_WHAT YOU SHOULD DO:_ Where a line of the records holds the string "bowl", copy that line.

_GIVEN DATA:_
------------------------------

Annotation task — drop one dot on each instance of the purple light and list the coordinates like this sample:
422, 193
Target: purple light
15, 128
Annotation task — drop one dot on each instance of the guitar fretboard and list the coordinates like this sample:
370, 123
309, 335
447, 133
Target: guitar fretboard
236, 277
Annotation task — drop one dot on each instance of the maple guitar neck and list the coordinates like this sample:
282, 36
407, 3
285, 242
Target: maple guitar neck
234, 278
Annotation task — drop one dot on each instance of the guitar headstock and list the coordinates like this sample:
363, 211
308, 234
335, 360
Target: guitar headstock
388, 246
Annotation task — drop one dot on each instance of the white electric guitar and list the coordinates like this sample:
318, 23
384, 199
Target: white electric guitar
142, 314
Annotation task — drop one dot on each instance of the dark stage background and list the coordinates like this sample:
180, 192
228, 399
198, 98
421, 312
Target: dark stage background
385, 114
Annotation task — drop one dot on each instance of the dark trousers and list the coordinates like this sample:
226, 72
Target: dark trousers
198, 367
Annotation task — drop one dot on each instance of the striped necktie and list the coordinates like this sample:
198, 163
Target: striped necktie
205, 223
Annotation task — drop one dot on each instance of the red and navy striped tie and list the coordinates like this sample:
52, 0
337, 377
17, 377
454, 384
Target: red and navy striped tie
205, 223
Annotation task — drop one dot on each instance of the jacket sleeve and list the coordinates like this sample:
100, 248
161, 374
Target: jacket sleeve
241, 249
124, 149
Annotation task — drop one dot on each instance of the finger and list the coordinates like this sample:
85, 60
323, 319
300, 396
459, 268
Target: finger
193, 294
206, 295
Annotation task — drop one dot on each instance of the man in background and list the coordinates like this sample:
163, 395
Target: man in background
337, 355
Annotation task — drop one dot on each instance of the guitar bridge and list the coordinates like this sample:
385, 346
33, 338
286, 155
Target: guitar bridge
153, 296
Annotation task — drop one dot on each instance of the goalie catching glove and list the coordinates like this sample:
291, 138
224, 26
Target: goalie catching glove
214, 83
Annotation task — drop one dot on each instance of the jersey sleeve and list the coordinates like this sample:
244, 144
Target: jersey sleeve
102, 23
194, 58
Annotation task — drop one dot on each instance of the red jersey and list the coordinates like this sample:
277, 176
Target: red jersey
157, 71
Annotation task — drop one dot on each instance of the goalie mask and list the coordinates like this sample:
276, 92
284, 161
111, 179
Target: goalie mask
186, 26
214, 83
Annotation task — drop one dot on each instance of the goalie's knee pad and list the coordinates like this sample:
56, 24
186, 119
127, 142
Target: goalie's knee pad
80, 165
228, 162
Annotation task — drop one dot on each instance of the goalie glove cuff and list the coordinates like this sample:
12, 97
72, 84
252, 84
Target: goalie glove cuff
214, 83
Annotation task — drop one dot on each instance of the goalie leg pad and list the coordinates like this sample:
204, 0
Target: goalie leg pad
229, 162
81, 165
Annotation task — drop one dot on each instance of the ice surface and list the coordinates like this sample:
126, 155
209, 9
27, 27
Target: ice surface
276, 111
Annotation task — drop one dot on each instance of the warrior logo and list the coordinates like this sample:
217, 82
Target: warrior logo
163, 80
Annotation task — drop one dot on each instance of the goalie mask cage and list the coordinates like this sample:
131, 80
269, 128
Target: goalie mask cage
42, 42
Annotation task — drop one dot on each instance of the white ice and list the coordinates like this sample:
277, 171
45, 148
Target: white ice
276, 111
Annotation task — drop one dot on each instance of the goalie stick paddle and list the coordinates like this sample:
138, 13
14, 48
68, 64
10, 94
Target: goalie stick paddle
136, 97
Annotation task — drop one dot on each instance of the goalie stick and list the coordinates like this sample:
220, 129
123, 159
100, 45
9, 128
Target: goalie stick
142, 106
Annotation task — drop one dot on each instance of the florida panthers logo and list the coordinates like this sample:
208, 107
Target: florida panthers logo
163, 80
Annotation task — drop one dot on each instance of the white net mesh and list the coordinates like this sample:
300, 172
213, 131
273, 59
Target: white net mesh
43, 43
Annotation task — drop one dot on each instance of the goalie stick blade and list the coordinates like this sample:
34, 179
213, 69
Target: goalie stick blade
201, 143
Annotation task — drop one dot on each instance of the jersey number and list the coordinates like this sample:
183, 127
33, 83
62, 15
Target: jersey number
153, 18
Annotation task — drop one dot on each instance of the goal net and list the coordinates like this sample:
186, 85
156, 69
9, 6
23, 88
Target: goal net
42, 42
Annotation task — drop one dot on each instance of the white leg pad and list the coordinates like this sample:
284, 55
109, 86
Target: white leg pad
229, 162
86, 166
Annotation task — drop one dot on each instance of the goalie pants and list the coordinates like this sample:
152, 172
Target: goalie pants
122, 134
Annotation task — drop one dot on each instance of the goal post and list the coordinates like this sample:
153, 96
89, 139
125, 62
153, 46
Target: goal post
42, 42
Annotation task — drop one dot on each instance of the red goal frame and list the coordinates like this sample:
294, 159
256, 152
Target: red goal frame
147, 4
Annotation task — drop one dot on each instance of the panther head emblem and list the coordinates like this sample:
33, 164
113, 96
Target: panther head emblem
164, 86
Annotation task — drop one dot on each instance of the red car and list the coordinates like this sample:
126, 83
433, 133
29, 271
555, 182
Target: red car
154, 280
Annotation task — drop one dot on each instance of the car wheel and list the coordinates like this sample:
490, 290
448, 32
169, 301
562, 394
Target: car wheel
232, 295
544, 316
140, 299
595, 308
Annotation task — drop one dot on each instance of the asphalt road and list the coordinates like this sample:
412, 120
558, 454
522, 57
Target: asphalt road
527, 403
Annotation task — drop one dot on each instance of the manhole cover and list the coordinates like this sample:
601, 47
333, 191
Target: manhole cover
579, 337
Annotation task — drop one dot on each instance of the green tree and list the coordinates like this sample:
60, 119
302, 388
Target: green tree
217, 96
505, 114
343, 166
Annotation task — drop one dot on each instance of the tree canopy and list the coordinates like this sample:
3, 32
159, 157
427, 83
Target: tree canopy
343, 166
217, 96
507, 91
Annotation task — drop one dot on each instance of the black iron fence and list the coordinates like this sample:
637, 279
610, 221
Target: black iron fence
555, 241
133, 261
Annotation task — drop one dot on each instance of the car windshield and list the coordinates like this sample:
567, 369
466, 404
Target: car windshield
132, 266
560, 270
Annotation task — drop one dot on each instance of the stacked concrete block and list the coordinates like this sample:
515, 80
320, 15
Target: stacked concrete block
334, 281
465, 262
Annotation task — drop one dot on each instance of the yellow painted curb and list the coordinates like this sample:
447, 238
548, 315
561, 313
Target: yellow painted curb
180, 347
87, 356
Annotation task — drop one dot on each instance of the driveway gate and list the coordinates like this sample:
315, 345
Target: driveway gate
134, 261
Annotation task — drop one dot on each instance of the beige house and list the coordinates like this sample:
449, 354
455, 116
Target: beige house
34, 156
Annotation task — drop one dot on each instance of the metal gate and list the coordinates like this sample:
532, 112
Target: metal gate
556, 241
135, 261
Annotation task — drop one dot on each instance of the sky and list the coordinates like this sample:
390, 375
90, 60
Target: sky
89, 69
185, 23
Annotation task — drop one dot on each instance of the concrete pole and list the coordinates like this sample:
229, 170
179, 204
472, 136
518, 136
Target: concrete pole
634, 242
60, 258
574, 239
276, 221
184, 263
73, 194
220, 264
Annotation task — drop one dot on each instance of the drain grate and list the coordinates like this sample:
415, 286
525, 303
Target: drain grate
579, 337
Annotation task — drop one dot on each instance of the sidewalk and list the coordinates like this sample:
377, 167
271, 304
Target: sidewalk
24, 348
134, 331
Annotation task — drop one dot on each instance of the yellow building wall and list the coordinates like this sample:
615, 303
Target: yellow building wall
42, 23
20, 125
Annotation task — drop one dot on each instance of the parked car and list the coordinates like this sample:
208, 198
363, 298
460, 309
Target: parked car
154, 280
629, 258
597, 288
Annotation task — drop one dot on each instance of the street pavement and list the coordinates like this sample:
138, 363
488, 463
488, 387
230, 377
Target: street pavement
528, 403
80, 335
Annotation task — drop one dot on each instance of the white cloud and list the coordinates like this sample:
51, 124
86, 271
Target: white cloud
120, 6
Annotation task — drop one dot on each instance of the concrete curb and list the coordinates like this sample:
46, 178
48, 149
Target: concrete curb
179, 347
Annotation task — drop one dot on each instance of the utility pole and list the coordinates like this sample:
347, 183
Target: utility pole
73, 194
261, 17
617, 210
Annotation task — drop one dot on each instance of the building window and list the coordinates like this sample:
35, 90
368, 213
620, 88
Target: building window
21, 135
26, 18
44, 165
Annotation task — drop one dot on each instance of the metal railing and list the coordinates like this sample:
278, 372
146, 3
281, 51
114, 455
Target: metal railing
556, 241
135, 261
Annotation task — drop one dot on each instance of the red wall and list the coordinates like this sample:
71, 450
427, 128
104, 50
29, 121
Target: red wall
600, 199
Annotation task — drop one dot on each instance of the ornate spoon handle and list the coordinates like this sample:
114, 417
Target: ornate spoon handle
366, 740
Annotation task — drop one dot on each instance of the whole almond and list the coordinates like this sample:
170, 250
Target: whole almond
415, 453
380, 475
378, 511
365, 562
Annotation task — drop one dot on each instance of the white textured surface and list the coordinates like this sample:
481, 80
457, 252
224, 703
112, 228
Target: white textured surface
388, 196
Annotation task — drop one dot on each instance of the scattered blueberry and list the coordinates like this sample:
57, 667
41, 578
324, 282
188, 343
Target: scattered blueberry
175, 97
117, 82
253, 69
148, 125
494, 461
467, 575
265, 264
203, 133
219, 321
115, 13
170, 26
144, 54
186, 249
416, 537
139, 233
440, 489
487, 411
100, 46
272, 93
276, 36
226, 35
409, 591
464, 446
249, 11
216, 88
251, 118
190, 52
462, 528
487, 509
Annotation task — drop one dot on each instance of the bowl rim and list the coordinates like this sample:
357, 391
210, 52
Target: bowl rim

------------------------------

_EXPECTED OUTPUT:_
Annotation task — drop one dot on each instance of the bowl rim and list the coordinates like this sample:
Target: bowl rim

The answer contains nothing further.